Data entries

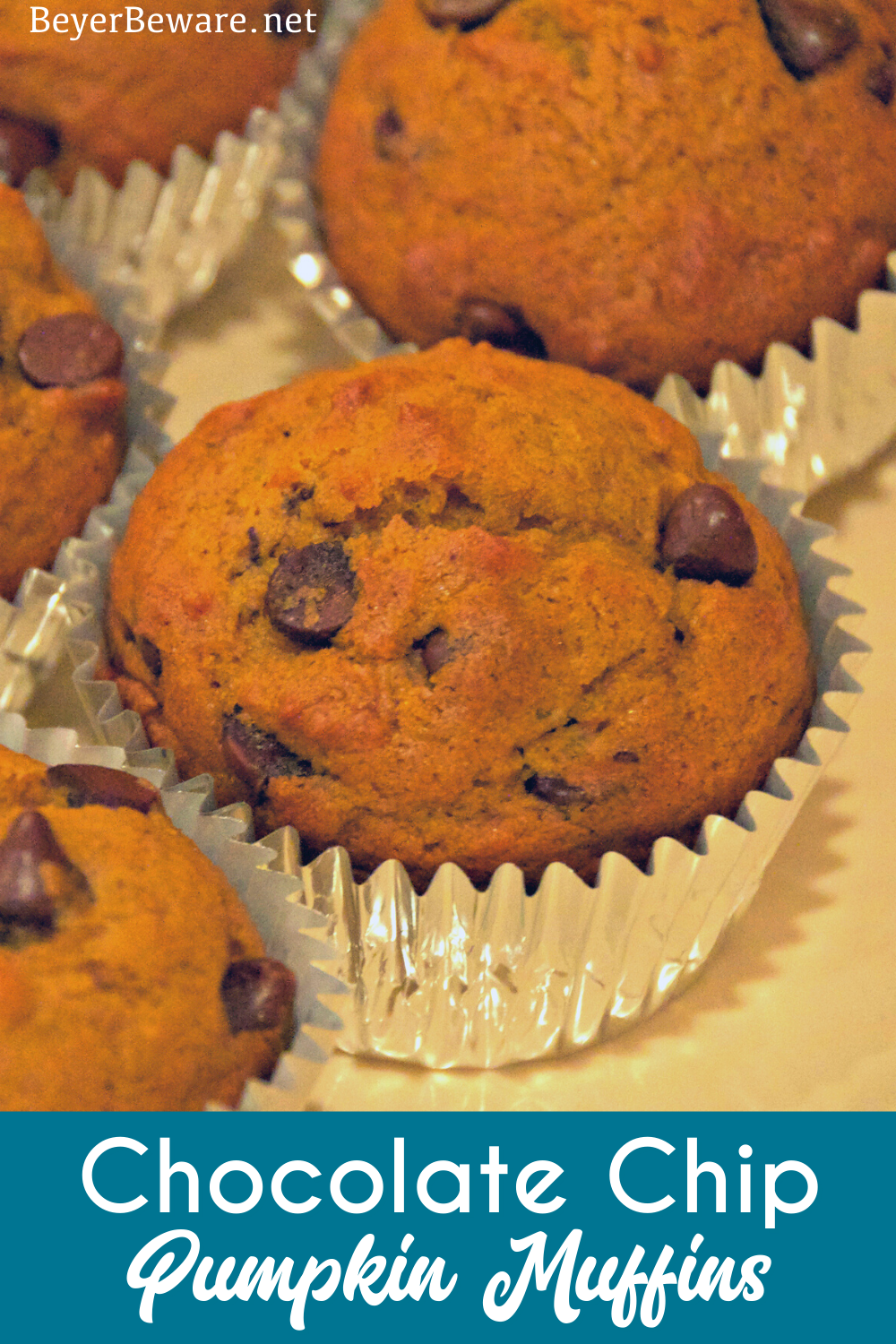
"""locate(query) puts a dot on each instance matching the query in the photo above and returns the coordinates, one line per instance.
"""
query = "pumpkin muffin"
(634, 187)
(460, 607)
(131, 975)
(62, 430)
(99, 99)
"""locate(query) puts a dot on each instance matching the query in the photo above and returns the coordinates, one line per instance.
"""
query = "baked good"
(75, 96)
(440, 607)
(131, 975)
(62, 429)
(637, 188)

...

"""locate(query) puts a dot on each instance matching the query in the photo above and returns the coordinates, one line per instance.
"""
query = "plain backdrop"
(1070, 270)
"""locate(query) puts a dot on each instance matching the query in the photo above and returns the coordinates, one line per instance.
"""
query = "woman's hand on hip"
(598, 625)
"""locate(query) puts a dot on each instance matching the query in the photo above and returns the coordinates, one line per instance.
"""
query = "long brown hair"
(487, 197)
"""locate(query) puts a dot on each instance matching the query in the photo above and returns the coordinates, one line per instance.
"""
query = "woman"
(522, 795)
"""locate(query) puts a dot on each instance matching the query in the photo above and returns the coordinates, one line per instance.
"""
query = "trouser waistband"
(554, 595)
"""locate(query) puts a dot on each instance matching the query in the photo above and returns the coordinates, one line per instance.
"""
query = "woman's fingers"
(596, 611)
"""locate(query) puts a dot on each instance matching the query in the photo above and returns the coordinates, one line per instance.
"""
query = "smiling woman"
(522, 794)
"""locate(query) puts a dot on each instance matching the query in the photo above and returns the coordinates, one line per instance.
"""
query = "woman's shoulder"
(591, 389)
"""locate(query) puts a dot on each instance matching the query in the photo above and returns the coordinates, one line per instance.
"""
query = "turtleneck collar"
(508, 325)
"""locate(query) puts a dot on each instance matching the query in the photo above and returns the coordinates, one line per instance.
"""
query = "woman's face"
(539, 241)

# Directions
Can you gather every line in the listing above that contains the string "woman", counting only matches with the same case?

# Answer for the task
query = "woman's hand on hip"
query = "woman"
query = "woman's fingers"
query = "smiling woman"
query = "woman's shoulder"
query = "woman's face"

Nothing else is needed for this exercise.